● **Data provided**

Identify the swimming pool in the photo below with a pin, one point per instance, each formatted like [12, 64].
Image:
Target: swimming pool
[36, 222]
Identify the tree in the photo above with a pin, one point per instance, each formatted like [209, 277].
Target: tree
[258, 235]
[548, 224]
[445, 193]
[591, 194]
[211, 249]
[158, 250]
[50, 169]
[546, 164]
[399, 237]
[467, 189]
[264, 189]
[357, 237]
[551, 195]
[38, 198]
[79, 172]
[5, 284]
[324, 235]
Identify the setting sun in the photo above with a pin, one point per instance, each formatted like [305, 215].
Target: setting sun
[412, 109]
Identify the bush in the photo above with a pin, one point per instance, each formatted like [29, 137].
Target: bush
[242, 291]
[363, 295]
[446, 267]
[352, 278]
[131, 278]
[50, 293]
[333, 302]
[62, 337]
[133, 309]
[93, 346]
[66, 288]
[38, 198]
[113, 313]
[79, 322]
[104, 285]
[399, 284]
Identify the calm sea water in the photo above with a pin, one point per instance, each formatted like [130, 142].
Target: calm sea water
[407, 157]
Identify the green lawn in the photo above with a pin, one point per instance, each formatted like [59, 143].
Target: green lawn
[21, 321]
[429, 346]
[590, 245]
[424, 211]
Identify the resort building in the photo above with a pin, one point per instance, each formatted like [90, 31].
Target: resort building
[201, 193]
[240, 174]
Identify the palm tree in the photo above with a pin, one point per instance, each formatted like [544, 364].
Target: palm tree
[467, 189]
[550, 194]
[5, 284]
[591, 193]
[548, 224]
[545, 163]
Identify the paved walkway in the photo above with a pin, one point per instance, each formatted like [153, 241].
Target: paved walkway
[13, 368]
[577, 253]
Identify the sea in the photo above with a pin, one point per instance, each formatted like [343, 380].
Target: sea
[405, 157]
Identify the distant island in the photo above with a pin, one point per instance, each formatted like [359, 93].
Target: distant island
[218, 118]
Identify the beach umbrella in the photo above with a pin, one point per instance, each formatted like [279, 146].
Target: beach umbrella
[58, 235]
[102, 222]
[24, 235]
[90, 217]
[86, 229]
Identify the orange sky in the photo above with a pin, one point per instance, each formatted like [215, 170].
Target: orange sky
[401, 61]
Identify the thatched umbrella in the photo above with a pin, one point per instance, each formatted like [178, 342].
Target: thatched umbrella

● **Problem to work on**
Would you copy, word for word, only the lines from the start of the listing to the one that contains "Identify the beach", both included?

● **Solution below**
Identify the swimming pool in the photo below with a pin, one point per instance, each formatted like [12, 64].
Image:
Target: swimming pool
[36, 222]
Identify the tree in the photo above with a pin, one point per instance, each formatted like [209, 277].
Target: tree
[258, 235]
[548, 224]
[445, 193]
[591, 194]
[211, 249]
[158, 250]
[50, 169]
[546, 164]
[399, 237]
[467, 189]
[264, 189]
[357, 237]
[551, 195]
[38, 198]
[79, 172]
[5, 284]
[324, 235]
Identify the setting sun in the photo above with a pin, one point per instance, each formatted like [305, 215].
Target: setting sun
[412, 109]
Identify the bush in the photo above with a pin, one point per instance, each formatted like [29, 137].
Target: bush
[242, 291]
[363, 295]
[446, 267]
[352, 278]
[131, 278]
[50, 293]
[333, 302]
[62, 337]
[133, 309]
[93, 346]
[66, 288]
[38, 198]
[113, 313]
[79, 322]
[104, 285]
[399, 284]
Identify the calm sea water in the photo above with a pin, one point per instance, each formatted like [130, 142].
Target: calm sea water
[407, 157]
Identify the green lawn in the photo above with a pin, one point per instance, each formatted like [59, 143].
Target: green lawn
[21, 321]
[429, 346]
[590, 245]
[424, 211]
Identify the resort building in the photo above with a pin, one point per instance, each formatted like [90, 31].
Target: resort building
[201, 193]
[240, 174]
Identify the palm tree in the photo above with a pin, one point per instance, each formatted like [544, 364].
Target: palm tree
[467, 189]
[550, 194]
[5, 284]
[591, 193]
[548, 224]
[545, 163]
Identify the paved walkway in the photo above with a pin, one point per instance, each formatted like [153, 241].
Target: paved walkway
[13, 368]
[577, 253]
Identify the sea in the photo above with a pin, one point per instance, each formatted like [343, 380].
Target: sea
[405, 157]
Identify the distant island in the photo above with a pin, one point per instance, each formatted like [359, 93].
Target: distant island
[218, 118]
Identify the beach umbrella in the photo above with a pin, one point per instance, each formatted like [279, 146].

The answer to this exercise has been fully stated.